*Exercise description*
Transcribe every record without leaving anything out or changing a word.
Start of Source material
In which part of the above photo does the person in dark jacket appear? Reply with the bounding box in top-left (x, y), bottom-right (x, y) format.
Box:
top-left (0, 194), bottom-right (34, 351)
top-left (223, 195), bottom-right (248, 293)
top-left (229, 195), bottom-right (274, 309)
End of Source material
*Solution to this exercise*
In which part of the above photo does the person in dark jacket appear? Reply with the bounding box in top-left (x, y), bottom-right (x, y) format.
Box:
top-left (0, 194), bottom-right (34, 351)
top-left (223, 195), bottom-right (248, 293)
top-left (229, 195), bottom-right (274, 309)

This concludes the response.